:: Exercise aim ::
Output the data below in full, character for character.

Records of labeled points
>> START

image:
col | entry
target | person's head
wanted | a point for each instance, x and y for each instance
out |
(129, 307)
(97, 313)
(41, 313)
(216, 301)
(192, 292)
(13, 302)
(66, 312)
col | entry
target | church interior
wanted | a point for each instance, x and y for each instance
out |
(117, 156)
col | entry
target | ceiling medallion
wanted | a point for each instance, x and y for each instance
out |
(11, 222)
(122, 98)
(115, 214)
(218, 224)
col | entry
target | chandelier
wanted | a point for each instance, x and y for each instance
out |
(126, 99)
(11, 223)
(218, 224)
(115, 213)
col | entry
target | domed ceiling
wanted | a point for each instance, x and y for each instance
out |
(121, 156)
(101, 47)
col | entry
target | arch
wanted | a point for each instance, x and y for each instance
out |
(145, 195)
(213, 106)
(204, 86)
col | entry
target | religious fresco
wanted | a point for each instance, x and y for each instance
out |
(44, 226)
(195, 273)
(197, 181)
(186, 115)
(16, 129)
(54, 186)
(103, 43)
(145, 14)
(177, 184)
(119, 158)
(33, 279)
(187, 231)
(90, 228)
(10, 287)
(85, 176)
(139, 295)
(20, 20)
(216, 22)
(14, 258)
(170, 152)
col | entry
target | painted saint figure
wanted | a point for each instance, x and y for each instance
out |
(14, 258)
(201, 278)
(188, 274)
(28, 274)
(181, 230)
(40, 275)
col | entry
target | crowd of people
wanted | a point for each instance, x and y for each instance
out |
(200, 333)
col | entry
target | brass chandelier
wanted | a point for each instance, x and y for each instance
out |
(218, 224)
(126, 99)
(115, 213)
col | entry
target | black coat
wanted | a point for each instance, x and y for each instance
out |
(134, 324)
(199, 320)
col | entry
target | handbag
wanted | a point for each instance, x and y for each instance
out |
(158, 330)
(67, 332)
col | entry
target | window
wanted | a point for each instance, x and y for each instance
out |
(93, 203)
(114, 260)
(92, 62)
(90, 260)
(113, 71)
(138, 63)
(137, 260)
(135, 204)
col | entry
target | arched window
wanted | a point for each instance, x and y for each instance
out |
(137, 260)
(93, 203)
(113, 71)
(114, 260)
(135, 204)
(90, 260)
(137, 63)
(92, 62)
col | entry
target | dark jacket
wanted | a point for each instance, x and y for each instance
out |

>> END

:: Written answer ::
image:
col | entry
target | person's head
wanted | a point for each instance, x and y for each instance
out |
(129, 307)
(97, 313)
(41, 313)
(216, 301)
(192, 292)
(13, 302)
(66, 312)
col | entry
target | church interior
wanted | a point for each instance, x and y for each instance
out |
(117, 156)
col | entry
target | ceiling medallion
wanted | a point for each instance, x and y for each instance
out |
(11, 222)
(122, 98)
(115, 214)
(218, 224)
col | entry
target | chandelier
wanted | a point for each instance, x and y for each instance
out |
(126, 99)
(11, 223)
(218, 224)
(115, 213)
col | entry
target | domed ceiling
wanted | a point for each instance, x and y for each instance
out |
(121, 156)
(101, 47)
col | entry
target | arch
wanted | a point for each instance, x and y for each instance
out |
(145, 195)
(213, 106)
(204, 86)
col | entry
target | religious fresco
wanted | a point for each instance, x and y for each instance
out |
(44, 226)
(195, 273)
(197, 181)
(186, 115)
(16, 129)
(54, 186)
(103, 43)
(145, 14)
(177, 184)
(119, 158)
(33, 279)
(187, 231)
(90, 228)
(10, 287)
(85, 176)
(139, 295)
(20, 20)
(216, 22)
(14, 258)
(170, 152)
col | entry
target | painted saint figure
wanted | a point for each instance, x and y for each instance
out |
(14, 258)
(201, 278)
(188, 274)
(28, 274)
(181, 230)
(40, 275)
col | entry
target | crowd of people
wanted | a point for each instance, x and y for each instance
out |
(200, 333)
col | entry
target | brass chandelier
wanted | a point for each instance, x and y for each instance
out |
(218, 224)
(126, 99)
(115, 213)
col | entry
target | black coat
wanted | a point for each instance, x and y for each instance
out |
(134, 324)
(199, 320)
col | entry
target | handbag
wanted | a point for each instance, x and y for each instance
out |
(158, 330)
(67, 332)
col | entry
target | window
wanted | a point for each instance, x and y for each instance
out |
(93, 203)
(114, 260)
(92, 62)
(90, 260)
(113, 71)
(138, 63)
(137, 260)
(135, 204)
col | entry
target | arched window
wanted | a point for each instance, x and y for each instance
out |
(137, 260)
(93, 203)
(113, 71)
(114, 260)
(135, 204)
(90, 260)
(137, 63)
(92, 62)
col | entry
target | dark jacket
wanted | a point for each instance, x and y for each instance
out |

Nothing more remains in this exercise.